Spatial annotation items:
__________

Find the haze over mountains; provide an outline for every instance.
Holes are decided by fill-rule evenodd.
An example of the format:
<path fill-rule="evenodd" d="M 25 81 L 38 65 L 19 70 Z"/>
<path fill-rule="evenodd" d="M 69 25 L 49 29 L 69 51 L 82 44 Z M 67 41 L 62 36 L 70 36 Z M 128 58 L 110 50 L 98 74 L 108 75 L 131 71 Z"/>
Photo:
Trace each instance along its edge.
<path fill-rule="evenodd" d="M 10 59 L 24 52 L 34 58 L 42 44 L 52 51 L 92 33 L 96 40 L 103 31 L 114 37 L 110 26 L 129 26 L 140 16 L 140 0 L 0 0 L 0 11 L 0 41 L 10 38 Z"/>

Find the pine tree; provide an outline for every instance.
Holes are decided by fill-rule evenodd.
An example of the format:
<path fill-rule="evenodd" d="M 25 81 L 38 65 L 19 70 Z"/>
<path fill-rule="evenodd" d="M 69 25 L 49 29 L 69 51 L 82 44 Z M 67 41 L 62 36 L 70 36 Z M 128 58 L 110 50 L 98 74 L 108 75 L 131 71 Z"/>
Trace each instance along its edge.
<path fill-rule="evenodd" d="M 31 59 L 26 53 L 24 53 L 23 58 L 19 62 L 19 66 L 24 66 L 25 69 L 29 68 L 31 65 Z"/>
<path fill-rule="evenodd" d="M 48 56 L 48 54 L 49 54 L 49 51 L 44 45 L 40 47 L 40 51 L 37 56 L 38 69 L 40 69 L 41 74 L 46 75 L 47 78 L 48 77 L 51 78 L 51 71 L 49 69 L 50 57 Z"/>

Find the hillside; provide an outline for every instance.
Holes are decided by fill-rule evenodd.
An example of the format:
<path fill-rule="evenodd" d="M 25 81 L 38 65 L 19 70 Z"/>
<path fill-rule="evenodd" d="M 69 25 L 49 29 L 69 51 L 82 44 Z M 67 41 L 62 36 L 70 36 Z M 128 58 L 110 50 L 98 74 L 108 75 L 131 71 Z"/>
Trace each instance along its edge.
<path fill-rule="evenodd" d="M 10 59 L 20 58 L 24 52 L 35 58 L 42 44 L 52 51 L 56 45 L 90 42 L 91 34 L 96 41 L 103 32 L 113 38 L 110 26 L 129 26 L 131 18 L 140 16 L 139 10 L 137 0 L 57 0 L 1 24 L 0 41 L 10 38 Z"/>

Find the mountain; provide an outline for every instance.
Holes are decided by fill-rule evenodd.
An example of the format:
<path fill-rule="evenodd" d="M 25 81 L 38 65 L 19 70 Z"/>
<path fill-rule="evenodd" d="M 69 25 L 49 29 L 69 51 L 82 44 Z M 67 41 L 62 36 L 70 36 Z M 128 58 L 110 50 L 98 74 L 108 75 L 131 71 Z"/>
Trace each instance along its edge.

__________

**WHAT TO DO**
Rewrite every line of the items above as a numbered list, leaving out the blank lines.

**REPLY TO THE TASK**
1. Find the haze over mountains; provide an outline for every instance.
2. Holes are decided by fill-rule evenodd.
3. An example of the format:
4. <path fill-rule="evenodd" d="M 25 81 L 38 65 L 19 70 Z"/>
5. <path fill-rule="evenodd" d="M 69 25 L 49 29 L 69 51 L 82 44 Z M 67 41 L 62 36 L 70 36 Z M 128 58 L 110 50 L 98 74 L 108 75 L 131 71 Z"/>
6. Photo:
7. Trace each instance along its edge.
8. <path fill-rule="evenodd" d="M 10 59 L 24 52 L 34 58 L 42 44 L 52 51 L 92 33 L 96 40 L 103 31 L 114 37 L 110 26 L 129 26 L 140 16 L 140 0 L 0 0 L 0 11 L 0 41 L 10 38 Z"/>
9. Find the pine tree; provide an outline for every instance.
10. Holes are decided by fill-rule evenodd.
11. An example of the format:
12. <path fill-rule="evenodd" d="M 25 81 L 38 65 L 19 70 Z"/>
13. <path fill-rule="evenodd" d="M 69 25 L 49 29 L 69 51 L 82 44 Z M 67 41 L 62 36 L 70 36 Z M 128 58 L 110 50 L 98 74 L 108 75 L 131 71 Z"/>
14. Trace each instance along its edge.
15. <path fill-rule="evenodd" d="M 31 59 L 26 53 L 24 53 L 23 58 L 19 62 L 19 66 L 24 66 L 25 69 L 29 68 L 31 65 Z"/>
16. <path fill-rule="evenodd" d="M 48 56 L 48 54 L 49 54 L 49 51 L 44 45 L 40 47 L 40 51 L 37 56 L 38 69 L 40 69 L 41 74 L 46 75 L 47 78 L 48 77 L 51 78 L 51 71 L 49 69 L 50 57 Z"/>
17. Find the hillside; provide an outline for every instance.
18. Holes are decided by fill-rule evenodd.
19. An example of the format:
20. <path fill-rule="evenodd" d="M 25 81 L 38 65 L 19 70 Z"/>
21. <path fill-rule="evenodd" d="M 69 25 L 49 29 L 69 51 L 82 44 Z M 67 41 L 62 36 L 70 36 Z M 128 58 L 110 50 L 98 74 L 108 75 L 131 71 Z"/>
22. Trace each instance along its edge.
23. <path fill-rule="evenodd" d="M 10 59 L 20 58 L 24 52 L 35 58 L 42 44 L 52 51 L 56 45 L 90 42 L 91 34 L 96 41 L 103 32 L 113 38 L 110 26 L 129 26 L 131 18 L 140 16 L 139 10 L 137 0 L 57 0 L 1 24 L 0 41 L 10 38 Z"/>
24. Find the mountain; provide an outline for every instance.
25. Holes are decided by fill-rule evenodd.
26. An example of the format:
27. <path fill-rule="evenodd" d="M 25 81 L 38 65 L 19 70 Z"/>
28. <path fill-rule="evenodd" d="M 69 25 L 49 29 L 69 51 L 82 44 Z M 67 41 L 62 36 L 70 36 Z M 128 58 L 110 50 L 98 74 L 108 75 L 131 71 Z"/>
29. Trace each instance along its edge.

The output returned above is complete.